Render the lines of the items below as a numbered list, skipping blank lines and leaving out the pictures.

Items from a pointing dataset
BEGIN

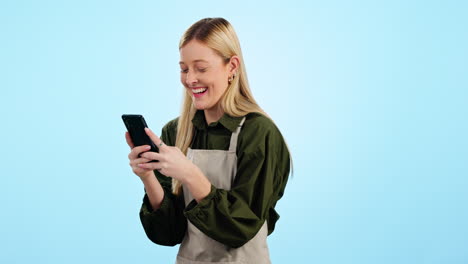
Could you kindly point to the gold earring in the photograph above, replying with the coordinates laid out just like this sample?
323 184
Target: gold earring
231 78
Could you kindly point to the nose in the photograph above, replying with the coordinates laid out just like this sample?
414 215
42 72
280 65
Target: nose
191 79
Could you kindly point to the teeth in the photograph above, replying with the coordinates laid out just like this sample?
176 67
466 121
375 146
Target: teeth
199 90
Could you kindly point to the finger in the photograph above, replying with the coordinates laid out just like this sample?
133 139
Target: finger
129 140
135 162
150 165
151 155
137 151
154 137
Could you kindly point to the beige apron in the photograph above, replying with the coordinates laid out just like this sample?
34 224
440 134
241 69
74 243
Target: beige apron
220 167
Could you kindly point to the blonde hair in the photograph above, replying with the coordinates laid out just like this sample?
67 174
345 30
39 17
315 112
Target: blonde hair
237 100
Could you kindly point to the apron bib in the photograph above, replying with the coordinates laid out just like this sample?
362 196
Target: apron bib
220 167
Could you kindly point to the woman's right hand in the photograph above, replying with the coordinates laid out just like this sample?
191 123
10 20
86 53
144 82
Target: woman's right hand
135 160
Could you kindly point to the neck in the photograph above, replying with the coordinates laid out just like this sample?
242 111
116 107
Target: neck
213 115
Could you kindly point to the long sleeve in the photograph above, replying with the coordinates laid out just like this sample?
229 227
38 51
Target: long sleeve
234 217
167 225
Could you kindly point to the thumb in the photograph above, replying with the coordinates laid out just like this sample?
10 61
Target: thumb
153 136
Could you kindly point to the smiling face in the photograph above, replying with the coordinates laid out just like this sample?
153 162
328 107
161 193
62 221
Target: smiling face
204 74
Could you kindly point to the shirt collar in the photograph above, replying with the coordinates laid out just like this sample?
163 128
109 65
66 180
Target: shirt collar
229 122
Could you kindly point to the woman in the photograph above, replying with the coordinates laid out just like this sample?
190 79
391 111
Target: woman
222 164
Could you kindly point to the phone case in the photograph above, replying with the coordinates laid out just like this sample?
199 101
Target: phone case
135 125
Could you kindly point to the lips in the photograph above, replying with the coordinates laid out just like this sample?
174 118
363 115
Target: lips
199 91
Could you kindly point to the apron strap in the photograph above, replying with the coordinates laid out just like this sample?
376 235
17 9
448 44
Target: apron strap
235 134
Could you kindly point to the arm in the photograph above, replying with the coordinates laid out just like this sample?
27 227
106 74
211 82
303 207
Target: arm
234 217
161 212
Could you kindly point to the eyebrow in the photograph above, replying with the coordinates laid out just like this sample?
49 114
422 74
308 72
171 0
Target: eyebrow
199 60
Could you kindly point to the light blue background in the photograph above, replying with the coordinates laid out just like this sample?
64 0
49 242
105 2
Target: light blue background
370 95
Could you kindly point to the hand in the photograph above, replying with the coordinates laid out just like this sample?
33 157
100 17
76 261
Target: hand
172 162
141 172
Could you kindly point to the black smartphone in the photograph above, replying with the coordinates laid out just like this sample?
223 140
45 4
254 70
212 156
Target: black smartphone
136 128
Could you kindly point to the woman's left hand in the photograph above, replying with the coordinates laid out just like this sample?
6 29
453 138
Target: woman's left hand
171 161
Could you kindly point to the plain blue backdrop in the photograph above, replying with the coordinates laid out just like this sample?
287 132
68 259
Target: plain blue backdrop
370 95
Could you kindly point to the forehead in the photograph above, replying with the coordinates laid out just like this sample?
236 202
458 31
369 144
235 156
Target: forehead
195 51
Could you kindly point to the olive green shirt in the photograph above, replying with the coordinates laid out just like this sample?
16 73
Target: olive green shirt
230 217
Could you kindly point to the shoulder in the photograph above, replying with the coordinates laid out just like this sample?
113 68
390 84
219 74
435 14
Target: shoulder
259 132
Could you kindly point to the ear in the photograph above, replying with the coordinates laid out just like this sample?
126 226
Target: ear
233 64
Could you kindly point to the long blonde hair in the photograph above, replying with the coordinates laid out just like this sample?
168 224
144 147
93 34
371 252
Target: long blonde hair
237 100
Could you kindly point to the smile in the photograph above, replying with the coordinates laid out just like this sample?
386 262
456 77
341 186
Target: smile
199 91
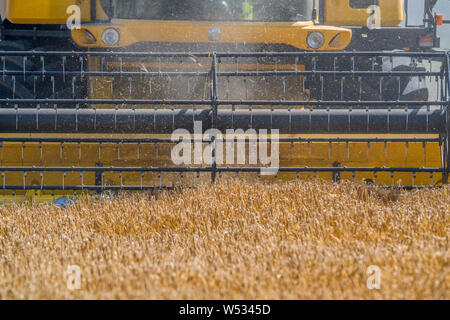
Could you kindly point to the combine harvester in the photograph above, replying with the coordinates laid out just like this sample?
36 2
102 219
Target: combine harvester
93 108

END

**RIGHT ANSWER**
1. Could you kindly point to the gold earring in the photograph above, replying with the coordinates laid out just like this sample?
2. 323 184
3. Target: gold earring
4. 231 78
5. Could you kindly point to the nose in the photograph above, replying with the coordinates laid out just like this sample?
6. 414 215
7. 42 72
8. 280 65
9. Target: nose
10. 191 79
11. Could you kindly point to the teeth in the photograph above, replying with the coordinates laid out just like this sample?
12. 176 67
13. 466 121
14. 375 146
15. Target: teeth
16. 199 90
17. Could you kindly point to the finger in the photograph above, replying with the coordinates laid out just like this sample?
18. 133 139
19. Target: finger
20. 129 140
21. 135 162
22. 150 165
23. 151 155
24. 137 151
25. 154 137
26. Could you kindly point to the beige apron in the photograph above, replying with the coordinates laid out just like this sample?
27. 34 224
28. 440 134
29. 241 69
30. 74 243
31. Target: beige apron
32. 220 167
33. Could you kindly point to the blonde hair in the photograph above, replying with the coordinates laid out just like this sample?
34. 67 174
35. 345 30
36. 39 17
37. 315 112
38. Target: blonde hair
39. 237 100
40. Could you kindly point to the apron bib in the photograph above, replying with the coordinates laid out just like this sample?
41. 362 196
42. Target: apron bib
43. 220 167
44. Could you kindly point to the woman's right hand in the photograph above, replying with the coordinates laid out just like this sample?
45. 191 123
46. 10 20
47. 86 53
48. 144 82
49. Target: woman's right hand
50. 135 160
51. Could you kindly point to the neck in the photograph above, replying with the coordinates laid out just like this sample?
52. 242 111
53. 116 107
54. Target: neck
55. 213 115
56. Could you kindly point to the long sleeve in the photograph above, replying with the coordinates laid out just like this sample?
57. 229 227
58. 38 51
59. Target: long sleeve
60. 234 217
61. 167 225
62. Could you kindly point to the thumb in the photograph above, replying with the coordinates laid out just like this sample?
63. 10 61
64. Target: thumb
65. 153 136
66. Could you kindly point to the smiling face in the photograph above, replying with the coordinates laid out just like this sample?
67. 153 162
68. 328 107
69. 161 193
70. 62 221
71. Target: smiling face
72. 204 74
73. Could you kindly point to the shirt collar in the photograph above, replying with the coordinates laid out just like this sample?
74. 163 128
75. 109 65
76. 66 180
77. Target: shirt collar
78. 229 122
79. Could you kindly point to the woman in the photograph above, replying with the coordinates laid out just like this sample?
80. 190 79
81. 391 111
82. Target: woman
83. 222 164
84. Could you kindly point to the phone case in the photograph above, replying with the coordinates laid out just like this sample?
85. 199 101
86. Target: phone case
87. 135 125
88. Could you kindly point to the lips in the photograph above, replying with the coordinates laid out just like this sample?
89. 174 118
90. 363 115
91. Target: lips
92. 199 91
93. Could you kindly point to the apron strap in the photograph above, replying with the coordinates laid out just like this sample?
94. 376 235
95. 17 9
96. 448 44
97. Target: apron strap
98. 235 134
99. Could you kindly point to the arm in the photograph above, replying with the coordinates laid out just like this sample?
100. 27 227
101. 106 74
102. 211 82
103. 303 207
104. Target: arm
105. 234 217
106. 161 212
107. Could you kindly point to the eyebrow in the photograph above, replying with the coordinates laid out just like this sample?
108. 49 114
109. 422 74
110. 308 72
111. 171 0
112. Target: eyebrow
113. 199 60
114. Could you kindly point to the light blue background in the photograph above, replying with the coordinates laid out just like this sample?
115. 64 0
116. 49 242
117. 105 2
118. Target: light blue background
119. 370 95
120. Could you kindly point to the hand in the photograph above, replying with the coordinates laid out just like this sample?
121. 33 157
122. 100 17
123. 76 261
124. Target: hand
125. 172 162
126. 141 172
127. Could you kindly point to the black smartphone in the photograph above, replying with the coordinates laid out just like this sample?
128. 223 140
129. 45 4
130. 254 70
131. 212 156
132. Target: black smartphone
133. 136 128
134. Could you kindly point to the woman's left hand in the photograph above, replying with the coordinates laid out just like this sample?
135. 6 29
136. 453 138
137. Target: woman's left hand
138. 171 161
139. Could you kindly point to the plain blue backdrop in the photograph above, replying with the coordinates laid out just like this sample?
140. 287 132
141. 68 259
142. Target: plain blue backdrop
143. 370 95
144. Could you kindly point to the forehead in the photograph above, replying with the coordinates laid out just like this sample?
145. 236 202
146. 458 31
147. 369 144
148. 235 156
149. Target: forehead
150. 195 51
151. Could you kindly point to the olive green shirt in the photograph above, replying with the coordinates laid out just like this sample?
152. 16 73
153. Target: olive green shirt
154. 230 217
155. Could you kindly point to the shoulder in the photograph above, replying with the coordinates laid out just like this sample?
156. 113 68
157. 390 84
158. 219 74
159. 435 14
160. Target: shoulder
161. 259 132
162. Could you kindly point to the ear in the photograph above, replying with the coordinates laid out just like this sample?
163. 126 226
164. Target: ear
165. 233 64
166. Could you kindly point to the long blonde hair in the photograph above, replying with the coordinates laid out just like this sample?
167. 168 224
168. 144 147
169. 93 34
170. 371 252
171. Target: long blonde hair
172. 237 100
173. Could you kindly point to the smile in the photograph above, replying with the coordinates laid out just like this sample?
174. 386 262
175. 456 77
176. 341 186
177. Target: smile
178. 199 91
179. Could you kindly point to the combine harvester in the photograph above, replying with the coordinates laid out just like this sample?
180. 36 2
181. 102 219
182. Target: combine harvester
183. 93 108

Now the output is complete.